- **Passage for review**
Denotational Semantics:

C[[if b then c1 else c2]] (sigma) =
B[[b]] (C[[c1]](sigma),C[[c2]](sigma))

Correctness (soundness):

If <b,sigma>->true, then B[[b]] = true from structural induction.
So, C[[if b then c1 else c2]] (sigma) = C[[c1]](sigma) = something which we will call sigma'  which, by structural induction means that <c1,sigma>->sigma'
From our operational semantics, <if then c1 else c2,sigma>->sigma'. Therefore C[[if b then c1 else c2]](sigma) also equals sigma'.

If <b,sigma>->false, then B[[b]] = false from structural induction.
So, C[[if b then c1 else c2]] (sigma) = C[[c2]](sigma) = something which we will call sigma'  which, by structural induction means that <c2,sigma>->sigma'
From our operational semantics, <if then c1 else c2,sigma>->sigma'. Therefore C[[if b then c1 else c2]](sigma) also equals sigma'.

Completeness: If we assume C[[if b then c1 else c2]] (sigma) =
B[[b]] (C[[c1]](sigma),C[[c2]](sigma))

Once again, if B[[b]] is true, we know that <b,sigma>->true

C[[if b then c1 else c2]](sigma) = C[[c1]](sigma)
If C[[c1]](sigma) = sigma' (by definition) then <c1,sigma>->sigma' by structural induction, so we can get that <c1,sigma>->sigma'.

From these two rules, operational semantics derives
<if b then c1 else c2,sigma>->sigma', which matches the equation from denonational semantics, the derivation gives the right answer.

Once again, if B[[b]] is false, we know that <b,sigma>->false

C[[if b then c1 else c2]](sigma) = C[[c2]](sigma)
If C[[c2]](sigma) = sigma' (by definition) then <c2,sigma>->sigma' by structural induction, so we can get that <c2,sigma>->sigma'.

From these two rules, operational semantics derives
<if b then c1 else c2,sigma>->sigma', which matches the equation from denonational semantics, the derivation gives the right answer.

- **Exercise prompt**
Answer these questions about the if-then-else proof sketch:
1. Under "Correctness (soundness):", what follows from structural induction when <b,sigma>->true?
2. What name does the sketch give to the value of C[[c1]](sigma) in the soundness part?
3. Under "Completeness:", what do we know if B[[b]] is false?
The records are separate material and are not part of the proof sketch above.

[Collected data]
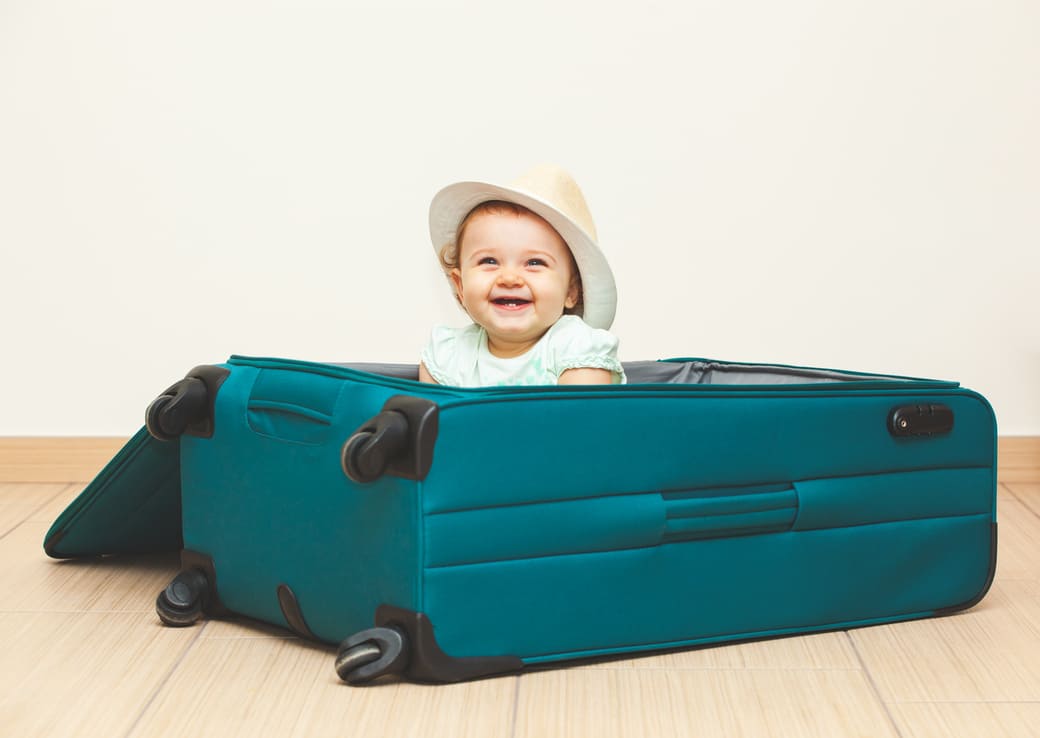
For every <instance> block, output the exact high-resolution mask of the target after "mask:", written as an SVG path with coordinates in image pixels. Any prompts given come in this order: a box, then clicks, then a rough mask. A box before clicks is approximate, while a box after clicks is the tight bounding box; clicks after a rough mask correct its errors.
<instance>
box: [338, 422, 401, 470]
mask: <svg viewBox="0 0 1040 738" xmlns="http://www.w3.org/2000/svg"><path fill="white" fill-rule="evenodd" d="M408 443H409V438H408V418H406V417H405V416H404V415H402V414H401V413H398V412H397V411H393V410H390V411H384V412H383V413H380V414H379V415H378V416H375V418H373V419H372V422H371V423H369V424H368V425H366V426H365V427H363V428H361V429H360V430H358V431H357V432H356V433H354V434H353V436H352V437H350V438H348V439H347V440H346V443H344V444H343V451H342V457H341V462H342V466H343V472H344V473H345V474H346V476H348V477H349V478H350V479H353V480H354V481H356V482H358V483H359V484H364V483H366V482H370V481H374V480H375V479H379V478H380V477H381V476H383V473H384V472H385V471H386V469H387V466H388V465H389V464H390V462H391V460H392V459H393V458H394V457H395V456H398V455H400V454H401V453H404V452H406V451H407V450H408Z"/></svg>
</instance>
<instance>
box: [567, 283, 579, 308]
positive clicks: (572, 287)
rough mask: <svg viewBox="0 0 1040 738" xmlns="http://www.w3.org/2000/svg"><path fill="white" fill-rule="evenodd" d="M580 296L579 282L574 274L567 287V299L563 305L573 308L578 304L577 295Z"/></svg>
mask: <svg viewBox="0 0 1040 738" xmlns="http://www.w3.org/2000/svg"><path fill="white" fill-rule="evenodd" d="M580 296H581V283H580V282H579V281H578V279H577V278H576V276H572V278H571V285H570V287H568V288H567V299H566V300H564V307H565V308H567V309H570V308H573V307H574V306H576V305H577V304H578V297H580Z"/></svg>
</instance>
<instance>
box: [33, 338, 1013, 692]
mask: <svg viewBox="0 0 1040 738" xmlns="http://www.w3.org/2000/svg"><path fill="white" fill-rule="evenodd" d="M625 368H626V372H627V373H628V377H629V383H630V384H628V385H626V386H615V387H540V388H489V389H457V388H449V387H439V386H431V385H420V384H418V383H416V381H415V380H414V378H415V376H416V367H415V366H402V365H334V364H319V363H308V362H300V361H287V360H277V359H251V358H244V357H232V358H231V359H230V360H229V361H228V362H227V363H226V364H223V365H219V366H205V367H199V368H197V369H194V370H192V371H191V372H190V373H189V374H188V376H187V377H186V378H185V379H183V380H181V381H179V383H178V384H177V385H175V386H174V387H172V388H170V389H168V390H167V391H166V392H164V393H163V394H162V395H161V396H160V397H159V398H158V399H156V401H155V402H153V403H152V405H151V406H150V407H149V411H148V423H147V427H148V429H149V430H150V431H151V434H150V433H148V432H146V430H145V429H142V430H141V431H140V432H138V433H137V434H136V436H135V437H134V438H133V439H132V440H131V441H130V442H129V443H128V444H127V446H126V447H125V448H124V449H123V450H122V451H121V452H120V453H119V454H118V455H116V456H115V457H114V458H113V459H112V460H111V463H109V465H108V466H107V467H106V468H105V469H104V470H103V471H102V472H101V473H100V474H99V476H98V477H97V479H95V480H94V482H93V483H92V484H90V485H89V486H87V487H86V490H84V492H83V493H82V495H80V497H79V498H77V499H76V501H75V502H74V503H73V504H72V505H70V507H69V508H68V509H67V510H66V511H64V512H63V513H62V515H61V516H60V517H59V518H58V520H57V521H56V522H55V523H54V525H53V526H52V528H51V530H50V531H49V532H48V534H47V538H46V542H45V548H46V551H47V553H48V554H50V555H51V556H55V557H74V556H87V555H98V554H116V553H126V552H142V551H154V550H178V549H180V550H181V551H182V564H183V569H182V572H181V573H180V574H179V575H178V576H177V578H176V579H175V580H174V581H173V582H171V584H170V586H168V587H167V588H166V589H165V590H164V591H163V592H161V594H160V595H159V599H158V603H157V610H158V612H159V615H160V617H161V618H162V620H163V622H165V623H167V624H170V625H187V624H190V623H193V622H196V621H197V620H199V618H200V617H201V616H203V614H204V613H205V614H208V615H215V616H220V615H227V614H231V613H234V614H239V615H246V616H250V617H253V618H258V620H260V621H264V622H267V623H271V624H276V625H278V626H282V627H285V628H288V629H290V630H292V631H294V632H296V633H298V634H300V635H302V636H305V637H307V638H313V639H316V640H320V641H327V642H330V643H336V642H340V641H342V644H341V647H340V650H339V654H338V657H337V670H338V671H339V674H340V676H341V677H342V678H343V679H344V680H346V681H348V682H352V683H362V682H366V681H369V680H372V679H375V678H378V677H380V676H382V675H386V674H399V675H402V676H405V677H407V678H410V679H415V680H421V681H458V680H464V679H471V678H476V677H482V676H487V675H492V674H498V673H503V671H514V670H517V669H520V668H522V667H524V666H526V665H532V664H541V663H546V662H553V661H562V660H566V659H576V658H588V657H601V656H607V655H614V654H628V653H634V652H644V651H650V650H662V649H676V648H685V647H692V645H697V644H703V643H710V642H720V641H728V640H736V639H750V638H760V637H766V636H778V635H786V634H795V633H807V632H812V631H823V630H832V629H843V628H852V627H859V626H867V625H874V624H880V623H891V622H895V621H904V620H910V618H917V617H927V616H933V615H941V614H946V613H950V612H954V611H956V610H959V609H963V608H967V607H970V606H972V605H973V604H974V603H977V602H979V601H980V600H981V599H982V597H983V596H984V595H985V592H986V590H987V589H988V587H989V584H990V582H991V581H992V577H993V572H994V568H995V555H996V510H995V500H996V495H995V486H996V466H995V465H996V448H995V446H996V430H995V421H994V417H993V413H992V410H991V408H990V406H989V404H988V403H987V402H986V400H985V399H984V398H983V397H982V396H980V395H978V394H976V393H973V392H971V391H968V390H965V389H961V388H960V387H959V386H958V385H957V383H952V381H939V380H930V379H915V378H908V377H899V376H884V375H874V374H861V373H854V372H843V371H833V370H823V369H805V368H797V367H783V366H774V365H749V364H734V363H722V362H712V361H706V360H670V361H667V362H635V363H629V364H626V365H625ZM160 439H161V440H160Z"/></svg>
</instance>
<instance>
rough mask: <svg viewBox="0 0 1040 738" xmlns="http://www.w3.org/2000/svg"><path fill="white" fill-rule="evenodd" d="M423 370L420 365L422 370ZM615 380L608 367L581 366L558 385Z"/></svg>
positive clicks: (569, 372) (564, 379)
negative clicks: (597, 368) (584, 366)
mask: <svg viewBox="0 0 1040 738" xmlns="http://www.w3.org/2000/svg"><path fill="white" fill-rule="evenodd" d="M421 371H422V369H421V367H420V372H421ZM420 376H421V374H420ZM613 381H614V375H613V374H612V373H610V372H609V370H607V369H592V368H590V367H581V368H577V369H568V370H567V371H565V372H563V373H562V374H561V375H560V378H558V379H556V384H557V385H609V384H610V383H613Z"/></svg>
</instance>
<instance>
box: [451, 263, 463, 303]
mask: <svg viewBox="0 0 1040 738" xmlns="http://www.w3.org/2000/svg"><path fill="white" fill-rule="evenodd" d="M448 276H450V278H451V284H452V285H454V288H456V299H458V300H459V301H460V302H462V269H459V268H458V267H457V268H454V269H452V270H451V271H449V272H448Z"/></svg>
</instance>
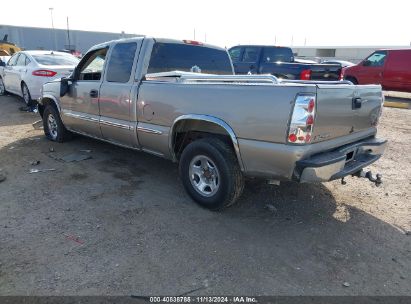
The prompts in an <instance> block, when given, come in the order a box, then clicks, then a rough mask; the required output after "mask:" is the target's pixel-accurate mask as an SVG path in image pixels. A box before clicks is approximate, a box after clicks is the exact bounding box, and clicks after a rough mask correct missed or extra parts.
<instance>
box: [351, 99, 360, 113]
mask: <svg viewBox="0 0 411 304" xmlns="http://www.w3.org/2000/svg"><path fill="white" fill-rule="evenodd" d="M361 105H362V99H361V97H354V98H353V99H352V109H353V110H355V109H360V108H361Z"/></svg>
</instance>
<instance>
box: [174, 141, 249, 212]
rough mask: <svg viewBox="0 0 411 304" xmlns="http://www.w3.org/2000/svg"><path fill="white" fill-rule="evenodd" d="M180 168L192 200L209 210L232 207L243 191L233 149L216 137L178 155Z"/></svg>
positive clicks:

- **Completed exercise**
1. B[[b]] = true.
2. sigma'.
3. <b,sigma>->false.